**Exercise:** Render the lines below as a JSON list of strings, one string per line with blank lines omitted. Begin at the line that contains "Thank you for the photograph above. Please mark the heavy" and stop after the final line.

**Excerpted data:**
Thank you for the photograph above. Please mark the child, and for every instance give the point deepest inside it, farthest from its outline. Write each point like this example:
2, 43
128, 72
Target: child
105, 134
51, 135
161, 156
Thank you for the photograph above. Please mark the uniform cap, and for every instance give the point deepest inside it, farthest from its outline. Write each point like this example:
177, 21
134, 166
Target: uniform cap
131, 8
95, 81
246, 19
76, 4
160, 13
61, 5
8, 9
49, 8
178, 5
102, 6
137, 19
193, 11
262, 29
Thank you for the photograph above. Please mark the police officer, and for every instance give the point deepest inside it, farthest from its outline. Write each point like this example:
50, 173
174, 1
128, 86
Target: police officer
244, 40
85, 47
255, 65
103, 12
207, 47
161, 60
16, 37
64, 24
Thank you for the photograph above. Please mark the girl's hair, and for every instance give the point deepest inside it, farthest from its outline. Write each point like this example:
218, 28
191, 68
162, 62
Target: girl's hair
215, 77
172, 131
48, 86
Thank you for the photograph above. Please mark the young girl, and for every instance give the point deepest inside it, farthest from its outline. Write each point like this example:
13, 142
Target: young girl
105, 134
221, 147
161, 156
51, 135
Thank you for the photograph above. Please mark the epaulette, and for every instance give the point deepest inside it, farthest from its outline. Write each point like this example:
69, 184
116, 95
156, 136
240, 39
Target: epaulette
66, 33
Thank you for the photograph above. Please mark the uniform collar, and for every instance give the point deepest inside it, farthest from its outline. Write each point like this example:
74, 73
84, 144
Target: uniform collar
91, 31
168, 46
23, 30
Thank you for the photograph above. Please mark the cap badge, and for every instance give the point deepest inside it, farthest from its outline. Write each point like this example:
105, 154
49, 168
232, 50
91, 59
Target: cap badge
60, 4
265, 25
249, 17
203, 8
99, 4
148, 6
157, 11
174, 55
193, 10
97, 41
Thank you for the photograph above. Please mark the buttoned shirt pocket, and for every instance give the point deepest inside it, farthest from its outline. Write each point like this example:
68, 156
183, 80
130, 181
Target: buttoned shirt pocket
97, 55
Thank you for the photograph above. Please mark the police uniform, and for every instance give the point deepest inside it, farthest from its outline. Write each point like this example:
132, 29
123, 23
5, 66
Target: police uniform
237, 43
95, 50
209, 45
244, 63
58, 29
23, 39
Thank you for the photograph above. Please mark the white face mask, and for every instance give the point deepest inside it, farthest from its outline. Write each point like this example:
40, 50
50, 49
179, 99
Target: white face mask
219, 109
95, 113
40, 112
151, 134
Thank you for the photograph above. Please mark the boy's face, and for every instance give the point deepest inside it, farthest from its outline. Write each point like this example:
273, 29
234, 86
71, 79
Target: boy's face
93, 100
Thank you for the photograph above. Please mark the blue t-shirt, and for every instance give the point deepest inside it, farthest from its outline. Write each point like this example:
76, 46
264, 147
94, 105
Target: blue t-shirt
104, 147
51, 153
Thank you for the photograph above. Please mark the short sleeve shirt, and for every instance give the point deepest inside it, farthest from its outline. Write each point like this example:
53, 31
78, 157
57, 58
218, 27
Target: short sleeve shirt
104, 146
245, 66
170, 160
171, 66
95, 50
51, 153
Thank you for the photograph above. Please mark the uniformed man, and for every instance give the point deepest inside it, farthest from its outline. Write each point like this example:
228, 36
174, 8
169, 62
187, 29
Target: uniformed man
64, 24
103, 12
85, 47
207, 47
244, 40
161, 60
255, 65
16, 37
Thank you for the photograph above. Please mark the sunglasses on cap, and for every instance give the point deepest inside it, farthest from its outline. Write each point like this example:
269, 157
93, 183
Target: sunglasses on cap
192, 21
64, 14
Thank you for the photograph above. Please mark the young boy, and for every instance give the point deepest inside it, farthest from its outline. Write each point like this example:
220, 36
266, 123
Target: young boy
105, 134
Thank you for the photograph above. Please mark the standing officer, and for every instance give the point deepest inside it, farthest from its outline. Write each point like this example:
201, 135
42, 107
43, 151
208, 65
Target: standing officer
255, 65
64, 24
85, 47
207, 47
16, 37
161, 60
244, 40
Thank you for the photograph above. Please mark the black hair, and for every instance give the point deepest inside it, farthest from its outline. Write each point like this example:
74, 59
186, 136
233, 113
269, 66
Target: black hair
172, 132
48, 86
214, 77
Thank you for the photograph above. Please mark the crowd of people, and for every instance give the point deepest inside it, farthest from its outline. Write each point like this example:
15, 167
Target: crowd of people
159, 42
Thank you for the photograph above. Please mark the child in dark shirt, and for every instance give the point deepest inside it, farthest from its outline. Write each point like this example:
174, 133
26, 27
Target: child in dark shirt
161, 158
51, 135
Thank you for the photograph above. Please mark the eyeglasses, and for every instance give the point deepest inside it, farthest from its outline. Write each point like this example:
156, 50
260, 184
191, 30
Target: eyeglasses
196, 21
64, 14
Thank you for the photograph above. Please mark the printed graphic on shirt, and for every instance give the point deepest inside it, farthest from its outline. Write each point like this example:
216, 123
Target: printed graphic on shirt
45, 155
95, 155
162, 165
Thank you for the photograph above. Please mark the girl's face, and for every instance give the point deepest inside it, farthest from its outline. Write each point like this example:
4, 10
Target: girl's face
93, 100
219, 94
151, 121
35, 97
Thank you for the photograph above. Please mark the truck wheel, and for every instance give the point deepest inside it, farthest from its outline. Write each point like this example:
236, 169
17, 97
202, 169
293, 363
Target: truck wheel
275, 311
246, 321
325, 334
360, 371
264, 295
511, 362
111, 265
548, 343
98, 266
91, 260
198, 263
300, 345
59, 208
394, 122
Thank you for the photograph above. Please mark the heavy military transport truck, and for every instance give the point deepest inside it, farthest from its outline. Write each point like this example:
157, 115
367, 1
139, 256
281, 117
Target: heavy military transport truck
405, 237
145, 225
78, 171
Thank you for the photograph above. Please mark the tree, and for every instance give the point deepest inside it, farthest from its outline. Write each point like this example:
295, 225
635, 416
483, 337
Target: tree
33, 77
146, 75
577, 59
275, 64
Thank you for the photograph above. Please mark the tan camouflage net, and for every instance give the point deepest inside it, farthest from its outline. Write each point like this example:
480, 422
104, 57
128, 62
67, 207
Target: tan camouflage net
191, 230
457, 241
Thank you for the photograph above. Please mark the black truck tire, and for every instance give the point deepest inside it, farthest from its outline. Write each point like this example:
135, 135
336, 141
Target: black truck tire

**Exercise result:**
[
  "Thank you for the photograph above. Please mark the heavy military transport truck, and for every instance give the point deepest inside it, farthest from its outline. Write each point like this example:",
  "157, 115",
  "367, 1",
  "139, 256",
  "281, 117",
  "Target: heavy military transport truck",
  "405, 237",
  "145, 225",
  "78, 171",
  "Thank you for the photograph above. Please mark the tree, and for every instance give the point deepest inside it, farthest from its outline. Write each point like this example:",
  "295, 225",
  "635, 416",
  "483, 337",
  "Target: tree",
  "33, 77",
  "146, 75",
  "577, 59",
  "275, 64",
  "Thank you for the photograph above. Please mark the tan camouflage net, and for every instance give the point deepest inside it, farthest from its outline. Write each point like this example:",
  "480, 422",
  "104, 57",
  "128, 62",
  "67, 207",
  "Target: tan camouflage net",
  "191, 230",
  "457, 241",
  "Thank you for the photograph above. Please mark the black truck tire, and for every instance give the point deepest inside it, farthest from its outline. Write each point like this example:",
  "135, 135",
  "336, 141",
  "Target: black truck tire"
]